→ Questions
1) Answer these questions from the article about Trump and DJ Daniel, one line each, marked like the questions:
(a) How old is DJ Daniel?
(b) What illness did he survive?
(c) Whom did Trump have grant DJ honorary status in the Secret Service?
2) Carry on the article about Trump and DJ Daniel from its last sentence.

‘A Slap in the Face’: Trump Uses Childhood Cancer Survivor as Cover for Destroying Science and the Environment

‘A Slap in the Face’: Trump Uses Childhood Cancer Survivor as Cover for Destroying Science and the Environment

Late in Donald Trump’s Tuesday Night MAGA Rally to Congress, the president introduced 13-year-old DJ Daniel, a survivor of childhood brain cancer, in the gallery with his father. In this short interlude, Trump managed to launder an impressive array of awful actions and plans through a genuinely happy story.

First, law enforcement: DJ’s introduction came after a call for a new crime bill, which Trump said would get “tough on repeat offenders while enhancing protections for America’s police officers so they can do their jobs without fear of their lives being totally destroyed.” Meaning, the qualified immunity that cops already so thoroughly enjoy isn’t enough. The connection here is that DJ has long wanted to be a law enforcement officer; Trump had his Secret Service director grant him honorary status in the Service, to enormous cheers from the audience.

Region pointing data

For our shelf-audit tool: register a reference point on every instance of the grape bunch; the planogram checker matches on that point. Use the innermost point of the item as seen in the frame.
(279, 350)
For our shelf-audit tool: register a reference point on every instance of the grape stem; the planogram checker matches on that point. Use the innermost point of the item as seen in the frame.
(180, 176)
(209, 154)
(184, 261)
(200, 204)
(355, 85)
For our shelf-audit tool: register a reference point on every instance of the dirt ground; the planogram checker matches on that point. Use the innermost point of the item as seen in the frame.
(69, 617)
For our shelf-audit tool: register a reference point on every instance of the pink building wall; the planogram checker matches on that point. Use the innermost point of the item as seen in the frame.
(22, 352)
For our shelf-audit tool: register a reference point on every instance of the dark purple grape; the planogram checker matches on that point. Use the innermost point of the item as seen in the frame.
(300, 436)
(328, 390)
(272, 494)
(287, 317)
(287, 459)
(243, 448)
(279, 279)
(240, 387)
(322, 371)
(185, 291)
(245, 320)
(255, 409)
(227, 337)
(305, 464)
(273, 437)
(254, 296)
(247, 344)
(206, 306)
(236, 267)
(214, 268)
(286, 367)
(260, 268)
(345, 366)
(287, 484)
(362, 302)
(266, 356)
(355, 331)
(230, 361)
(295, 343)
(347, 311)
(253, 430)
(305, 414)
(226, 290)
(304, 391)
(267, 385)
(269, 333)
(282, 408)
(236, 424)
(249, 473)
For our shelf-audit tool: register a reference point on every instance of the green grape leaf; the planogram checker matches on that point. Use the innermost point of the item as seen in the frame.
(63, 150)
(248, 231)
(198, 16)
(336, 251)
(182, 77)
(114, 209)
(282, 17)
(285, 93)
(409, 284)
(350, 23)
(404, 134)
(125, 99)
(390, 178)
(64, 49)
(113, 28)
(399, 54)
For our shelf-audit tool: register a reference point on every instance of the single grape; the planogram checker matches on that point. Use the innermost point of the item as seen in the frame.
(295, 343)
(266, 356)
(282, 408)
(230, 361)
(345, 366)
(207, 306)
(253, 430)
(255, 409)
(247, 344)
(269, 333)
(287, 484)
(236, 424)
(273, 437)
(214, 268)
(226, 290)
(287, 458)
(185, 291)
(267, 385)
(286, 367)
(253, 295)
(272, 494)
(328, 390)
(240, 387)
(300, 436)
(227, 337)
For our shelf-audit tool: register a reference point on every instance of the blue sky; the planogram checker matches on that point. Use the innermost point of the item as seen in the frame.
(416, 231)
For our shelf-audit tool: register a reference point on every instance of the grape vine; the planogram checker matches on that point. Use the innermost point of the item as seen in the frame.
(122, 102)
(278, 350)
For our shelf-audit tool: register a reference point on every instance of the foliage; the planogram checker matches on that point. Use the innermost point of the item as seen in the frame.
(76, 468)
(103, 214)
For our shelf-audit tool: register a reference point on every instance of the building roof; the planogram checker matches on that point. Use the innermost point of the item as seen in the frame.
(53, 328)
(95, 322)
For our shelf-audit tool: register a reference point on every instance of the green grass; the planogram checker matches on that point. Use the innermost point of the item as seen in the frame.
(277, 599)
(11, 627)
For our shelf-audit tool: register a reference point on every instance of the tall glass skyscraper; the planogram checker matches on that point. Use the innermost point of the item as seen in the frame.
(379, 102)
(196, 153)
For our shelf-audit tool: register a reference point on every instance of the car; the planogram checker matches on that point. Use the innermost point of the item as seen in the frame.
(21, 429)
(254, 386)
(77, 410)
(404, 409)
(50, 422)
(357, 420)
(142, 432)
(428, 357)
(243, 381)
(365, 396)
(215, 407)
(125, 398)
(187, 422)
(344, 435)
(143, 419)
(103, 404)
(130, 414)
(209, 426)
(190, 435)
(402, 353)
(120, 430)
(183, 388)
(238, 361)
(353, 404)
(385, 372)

→ Answers
1)
(a) 13 years old
(b) Childhood brain cancer
(c) His Secret Service director

2)
Next, to cancer research itself: “Since 1975, rates of child cancer have increased by more than 40 percent,” Trump said. “Reversing this trend is one of the top priorities.” Okay, sure — only he went on that it’s a top priority “for our new presidential commission to Make America Healthy Again chaired by our new secretary of Health and Human Services, Robert F. Kennedy Jr.” What Kennedy Jr. doesn’t know or understand about cancer prevention and treatment could fill the entire National Cancer Institute, and while he’s out front ranting about cod liver oil to treat measles and such the Trump administration is undercutting the NCI and the National Institutes of Health in dramatic fashion.

The NIH intranet was updated on Monday with new guidance, freezing travel and purchasing (with some exceptions) for another 30 days, per images of the guidance shared with Splinter. As the meetings that determine who gets the billions in biomedical research funding from NIH remain largely frozen, a source at an institution that receives NIH funding said that they shouldn’t even count on money coming in later this year from an already-awarded grant that has paid out previous years. And Trump didn’t mention that childhood cancer mortality rates have dropped by more than 50 percent since 1975 — thanks in large part to work done at and funded by NIH and NCI.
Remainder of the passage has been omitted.